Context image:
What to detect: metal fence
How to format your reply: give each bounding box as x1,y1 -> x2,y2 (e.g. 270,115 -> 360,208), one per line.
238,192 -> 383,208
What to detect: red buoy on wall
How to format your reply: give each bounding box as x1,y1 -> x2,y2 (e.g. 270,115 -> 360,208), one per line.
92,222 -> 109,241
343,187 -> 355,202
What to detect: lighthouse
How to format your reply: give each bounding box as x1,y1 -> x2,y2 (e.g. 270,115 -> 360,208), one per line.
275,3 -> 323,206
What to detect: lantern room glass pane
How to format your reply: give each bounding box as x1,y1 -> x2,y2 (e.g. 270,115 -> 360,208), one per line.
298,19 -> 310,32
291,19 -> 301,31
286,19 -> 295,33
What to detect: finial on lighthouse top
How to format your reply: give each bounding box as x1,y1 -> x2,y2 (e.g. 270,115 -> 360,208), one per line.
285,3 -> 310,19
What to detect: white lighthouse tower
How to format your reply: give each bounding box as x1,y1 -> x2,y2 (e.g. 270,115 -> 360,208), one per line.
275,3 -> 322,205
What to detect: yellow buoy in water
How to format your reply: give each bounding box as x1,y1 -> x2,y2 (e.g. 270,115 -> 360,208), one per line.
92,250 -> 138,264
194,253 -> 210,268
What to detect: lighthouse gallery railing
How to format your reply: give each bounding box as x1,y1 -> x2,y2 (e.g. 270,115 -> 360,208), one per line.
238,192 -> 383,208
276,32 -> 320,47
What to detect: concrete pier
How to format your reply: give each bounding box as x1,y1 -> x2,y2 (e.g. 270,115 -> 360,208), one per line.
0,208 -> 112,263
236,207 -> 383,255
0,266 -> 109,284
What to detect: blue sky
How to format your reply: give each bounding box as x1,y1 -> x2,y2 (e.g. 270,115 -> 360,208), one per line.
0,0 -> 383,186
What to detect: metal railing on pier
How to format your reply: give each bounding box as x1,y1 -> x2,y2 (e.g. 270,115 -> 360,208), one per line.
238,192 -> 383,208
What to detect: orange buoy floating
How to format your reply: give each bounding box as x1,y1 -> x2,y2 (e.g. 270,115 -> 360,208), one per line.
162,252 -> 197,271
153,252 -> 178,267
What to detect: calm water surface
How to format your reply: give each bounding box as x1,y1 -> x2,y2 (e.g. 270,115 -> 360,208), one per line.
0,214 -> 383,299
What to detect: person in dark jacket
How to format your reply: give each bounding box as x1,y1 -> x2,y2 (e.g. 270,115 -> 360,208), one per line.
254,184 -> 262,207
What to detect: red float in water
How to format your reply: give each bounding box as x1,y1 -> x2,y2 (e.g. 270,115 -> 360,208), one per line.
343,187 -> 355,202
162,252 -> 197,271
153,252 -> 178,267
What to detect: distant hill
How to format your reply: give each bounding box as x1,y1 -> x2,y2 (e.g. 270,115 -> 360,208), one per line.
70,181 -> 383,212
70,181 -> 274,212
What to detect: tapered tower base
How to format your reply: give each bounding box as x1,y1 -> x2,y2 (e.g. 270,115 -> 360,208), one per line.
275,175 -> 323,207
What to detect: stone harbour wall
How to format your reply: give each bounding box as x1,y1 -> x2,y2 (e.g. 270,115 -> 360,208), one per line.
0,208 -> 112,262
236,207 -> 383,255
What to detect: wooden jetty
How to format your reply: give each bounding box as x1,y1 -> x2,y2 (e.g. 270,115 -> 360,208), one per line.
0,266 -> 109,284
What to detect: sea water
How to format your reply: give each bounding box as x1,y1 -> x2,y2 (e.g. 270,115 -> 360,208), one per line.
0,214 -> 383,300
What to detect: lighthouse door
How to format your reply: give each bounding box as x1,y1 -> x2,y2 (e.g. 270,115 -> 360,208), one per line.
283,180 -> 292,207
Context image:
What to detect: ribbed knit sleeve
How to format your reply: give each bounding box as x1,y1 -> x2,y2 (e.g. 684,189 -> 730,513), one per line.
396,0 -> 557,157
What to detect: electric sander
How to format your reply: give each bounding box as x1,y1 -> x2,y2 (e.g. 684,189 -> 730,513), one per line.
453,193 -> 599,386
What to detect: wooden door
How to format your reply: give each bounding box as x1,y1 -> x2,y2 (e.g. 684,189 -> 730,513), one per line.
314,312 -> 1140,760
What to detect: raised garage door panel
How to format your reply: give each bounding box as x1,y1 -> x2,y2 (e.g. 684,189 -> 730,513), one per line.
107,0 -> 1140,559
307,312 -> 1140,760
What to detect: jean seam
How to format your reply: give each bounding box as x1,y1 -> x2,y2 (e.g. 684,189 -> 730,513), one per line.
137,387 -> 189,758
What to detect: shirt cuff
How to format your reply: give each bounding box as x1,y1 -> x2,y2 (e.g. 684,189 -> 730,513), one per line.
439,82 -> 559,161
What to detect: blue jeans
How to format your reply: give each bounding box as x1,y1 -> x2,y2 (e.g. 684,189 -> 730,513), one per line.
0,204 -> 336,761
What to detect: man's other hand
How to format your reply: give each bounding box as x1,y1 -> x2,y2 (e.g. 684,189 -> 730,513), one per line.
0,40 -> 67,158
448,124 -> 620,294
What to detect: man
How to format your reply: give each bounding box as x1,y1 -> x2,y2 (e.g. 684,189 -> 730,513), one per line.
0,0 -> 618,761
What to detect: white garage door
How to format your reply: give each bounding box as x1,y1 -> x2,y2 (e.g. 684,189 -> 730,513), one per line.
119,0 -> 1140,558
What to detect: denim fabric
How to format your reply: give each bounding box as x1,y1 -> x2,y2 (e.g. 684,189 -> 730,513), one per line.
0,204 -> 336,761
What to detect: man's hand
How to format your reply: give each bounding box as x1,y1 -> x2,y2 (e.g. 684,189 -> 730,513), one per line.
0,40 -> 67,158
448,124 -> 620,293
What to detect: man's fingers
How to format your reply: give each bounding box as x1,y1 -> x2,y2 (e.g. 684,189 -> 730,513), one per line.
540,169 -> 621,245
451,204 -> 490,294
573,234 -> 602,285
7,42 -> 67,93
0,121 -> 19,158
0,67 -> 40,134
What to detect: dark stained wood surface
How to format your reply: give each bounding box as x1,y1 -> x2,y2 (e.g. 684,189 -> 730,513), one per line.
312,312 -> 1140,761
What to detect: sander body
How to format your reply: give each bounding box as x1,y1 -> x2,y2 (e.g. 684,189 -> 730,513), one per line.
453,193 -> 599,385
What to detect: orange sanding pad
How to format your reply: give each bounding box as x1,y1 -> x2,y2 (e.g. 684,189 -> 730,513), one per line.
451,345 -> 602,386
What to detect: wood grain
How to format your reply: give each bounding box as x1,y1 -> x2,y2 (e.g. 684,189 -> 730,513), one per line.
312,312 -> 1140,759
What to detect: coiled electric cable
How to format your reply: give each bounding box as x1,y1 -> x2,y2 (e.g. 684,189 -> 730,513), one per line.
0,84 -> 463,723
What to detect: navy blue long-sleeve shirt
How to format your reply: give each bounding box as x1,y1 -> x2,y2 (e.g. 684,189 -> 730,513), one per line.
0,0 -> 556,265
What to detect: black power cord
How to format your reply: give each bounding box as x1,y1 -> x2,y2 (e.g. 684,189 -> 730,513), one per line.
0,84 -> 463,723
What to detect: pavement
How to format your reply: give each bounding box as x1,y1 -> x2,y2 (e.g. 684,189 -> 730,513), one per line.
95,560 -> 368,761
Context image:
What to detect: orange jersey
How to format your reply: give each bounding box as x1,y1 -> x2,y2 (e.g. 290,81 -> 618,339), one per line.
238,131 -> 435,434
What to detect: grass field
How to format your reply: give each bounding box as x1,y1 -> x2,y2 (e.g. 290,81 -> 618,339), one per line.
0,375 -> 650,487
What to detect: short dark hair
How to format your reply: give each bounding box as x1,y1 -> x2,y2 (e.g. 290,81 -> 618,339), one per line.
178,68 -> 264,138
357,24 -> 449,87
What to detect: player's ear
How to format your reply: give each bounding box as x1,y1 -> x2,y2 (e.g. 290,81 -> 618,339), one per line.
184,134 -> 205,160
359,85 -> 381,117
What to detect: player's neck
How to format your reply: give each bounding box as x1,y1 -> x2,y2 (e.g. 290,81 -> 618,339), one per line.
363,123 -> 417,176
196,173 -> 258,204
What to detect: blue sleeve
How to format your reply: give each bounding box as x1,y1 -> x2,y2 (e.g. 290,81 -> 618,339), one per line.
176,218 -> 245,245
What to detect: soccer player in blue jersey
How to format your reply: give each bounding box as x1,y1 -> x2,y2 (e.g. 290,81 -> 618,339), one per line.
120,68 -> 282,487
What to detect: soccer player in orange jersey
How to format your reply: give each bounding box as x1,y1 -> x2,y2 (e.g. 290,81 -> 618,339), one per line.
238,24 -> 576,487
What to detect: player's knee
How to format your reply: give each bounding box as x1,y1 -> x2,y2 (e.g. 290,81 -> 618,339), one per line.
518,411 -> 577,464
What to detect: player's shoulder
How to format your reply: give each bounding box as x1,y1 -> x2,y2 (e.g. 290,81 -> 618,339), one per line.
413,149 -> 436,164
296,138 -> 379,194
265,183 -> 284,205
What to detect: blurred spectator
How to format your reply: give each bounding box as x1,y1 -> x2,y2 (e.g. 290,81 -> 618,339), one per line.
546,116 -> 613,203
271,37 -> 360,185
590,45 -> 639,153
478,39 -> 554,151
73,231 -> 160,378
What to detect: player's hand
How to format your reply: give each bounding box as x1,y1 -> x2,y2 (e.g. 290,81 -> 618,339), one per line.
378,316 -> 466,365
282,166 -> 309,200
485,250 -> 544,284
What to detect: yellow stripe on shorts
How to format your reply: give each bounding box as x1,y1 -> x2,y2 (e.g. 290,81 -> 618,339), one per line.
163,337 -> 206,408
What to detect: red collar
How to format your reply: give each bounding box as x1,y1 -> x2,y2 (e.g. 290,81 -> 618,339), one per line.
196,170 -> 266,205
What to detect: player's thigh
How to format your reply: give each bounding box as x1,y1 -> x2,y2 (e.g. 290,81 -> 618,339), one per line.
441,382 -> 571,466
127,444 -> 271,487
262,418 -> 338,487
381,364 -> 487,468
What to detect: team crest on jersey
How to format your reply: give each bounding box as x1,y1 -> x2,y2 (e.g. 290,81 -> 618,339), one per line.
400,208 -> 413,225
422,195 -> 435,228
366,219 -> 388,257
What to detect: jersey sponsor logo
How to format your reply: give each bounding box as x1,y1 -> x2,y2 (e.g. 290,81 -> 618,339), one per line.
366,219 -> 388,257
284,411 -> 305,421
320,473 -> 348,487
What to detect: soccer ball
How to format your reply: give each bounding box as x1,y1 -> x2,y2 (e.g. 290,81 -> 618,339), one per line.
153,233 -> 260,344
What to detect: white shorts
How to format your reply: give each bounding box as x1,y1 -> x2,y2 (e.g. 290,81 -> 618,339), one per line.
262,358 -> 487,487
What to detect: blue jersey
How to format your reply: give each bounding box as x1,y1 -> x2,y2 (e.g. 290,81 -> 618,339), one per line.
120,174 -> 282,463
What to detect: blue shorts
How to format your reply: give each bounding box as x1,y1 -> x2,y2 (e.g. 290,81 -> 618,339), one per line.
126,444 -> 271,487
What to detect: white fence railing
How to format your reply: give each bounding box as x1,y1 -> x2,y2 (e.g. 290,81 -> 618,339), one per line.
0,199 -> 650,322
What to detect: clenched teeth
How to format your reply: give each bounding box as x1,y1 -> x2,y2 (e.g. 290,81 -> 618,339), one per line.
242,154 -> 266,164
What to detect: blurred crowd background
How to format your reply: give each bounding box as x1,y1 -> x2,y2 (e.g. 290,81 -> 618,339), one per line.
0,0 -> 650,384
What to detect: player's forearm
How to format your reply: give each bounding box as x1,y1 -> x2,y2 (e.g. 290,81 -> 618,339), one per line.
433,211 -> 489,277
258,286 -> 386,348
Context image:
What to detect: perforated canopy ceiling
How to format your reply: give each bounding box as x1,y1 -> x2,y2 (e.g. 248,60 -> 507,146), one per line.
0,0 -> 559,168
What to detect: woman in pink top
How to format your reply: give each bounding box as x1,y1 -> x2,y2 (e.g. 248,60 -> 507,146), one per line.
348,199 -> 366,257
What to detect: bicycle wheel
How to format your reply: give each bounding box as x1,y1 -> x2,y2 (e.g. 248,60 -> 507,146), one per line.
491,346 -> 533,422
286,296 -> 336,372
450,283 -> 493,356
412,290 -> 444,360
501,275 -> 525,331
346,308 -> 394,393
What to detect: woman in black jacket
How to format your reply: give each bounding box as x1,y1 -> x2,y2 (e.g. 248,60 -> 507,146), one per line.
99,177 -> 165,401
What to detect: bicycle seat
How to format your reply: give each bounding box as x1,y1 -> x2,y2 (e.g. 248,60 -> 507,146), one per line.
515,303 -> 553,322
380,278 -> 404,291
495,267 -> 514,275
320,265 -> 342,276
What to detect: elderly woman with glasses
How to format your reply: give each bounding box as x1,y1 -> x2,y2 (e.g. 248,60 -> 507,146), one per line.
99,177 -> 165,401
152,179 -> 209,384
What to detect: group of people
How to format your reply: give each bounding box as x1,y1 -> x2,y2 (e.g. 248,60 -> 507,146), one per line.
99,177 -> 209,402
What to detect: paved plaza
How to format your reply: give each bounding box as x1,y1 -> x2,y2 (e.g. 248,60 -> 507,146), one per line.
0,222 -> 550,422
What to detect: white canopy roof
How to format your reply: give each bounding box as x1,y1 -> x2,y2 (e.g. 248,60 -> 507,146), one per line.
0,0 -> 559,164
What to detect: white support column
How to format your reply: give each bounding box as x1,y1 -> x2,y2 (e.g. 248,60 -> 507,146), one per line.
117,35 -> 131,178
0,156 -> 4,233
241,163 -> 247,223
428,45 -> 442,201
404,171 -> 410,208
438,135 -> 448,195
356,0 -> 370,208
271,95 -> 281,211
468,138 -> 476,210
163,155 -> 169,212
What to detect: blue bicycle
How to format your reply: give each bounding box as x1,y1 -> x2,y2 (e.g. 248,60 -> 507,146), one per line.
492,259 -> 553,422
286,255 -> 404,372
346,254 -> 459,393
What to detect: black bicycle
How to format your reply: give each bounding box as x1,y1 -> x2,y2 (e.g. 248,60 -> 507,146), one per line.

■ ■ ■ ■ ■ ■ ■

Change "bicycle" to "bike" in the rows from the line with "What to detect: white canopy roof" through the end of the rows, and give those lines again with nothing else altered.

_Task response:_
What to detect: white canopy roof
How to format your reply: give each bounding box as x1,y1 -> x2,y2 (e.g. 248,60 -> 507,146), one per line.
0,0 -> 559,164
What to detect: white support column
How to format your reply: give each bounding box as x1,y1 -> x2,y2 (e.g. 248,60 -> 507,146), one per line.
117,35 -> 131,178
0,156 -> 4,233
241,163 -> 247,223
428,45 -> 442,201
404,171 -> 410,208
438,135 -> 448,195
356,0 -> 370,208
271,95 -> 281,211
468,138 -> 476,210
163,155 -> 169,212
What to detect: blue bike
How to format your reply: give each bounding box as x1,y1 -> x2,y2 (e.g. 248,60 -> 507,146), one per line.
492,259 -> 553,422
286,255 -> 404,372
346,254 -> 459,393
What to detect: black bike
How to format your reply: give each bounding box as x1,y1 -> x2,y2 (e.g. 248,60 -> 507,146), one per line.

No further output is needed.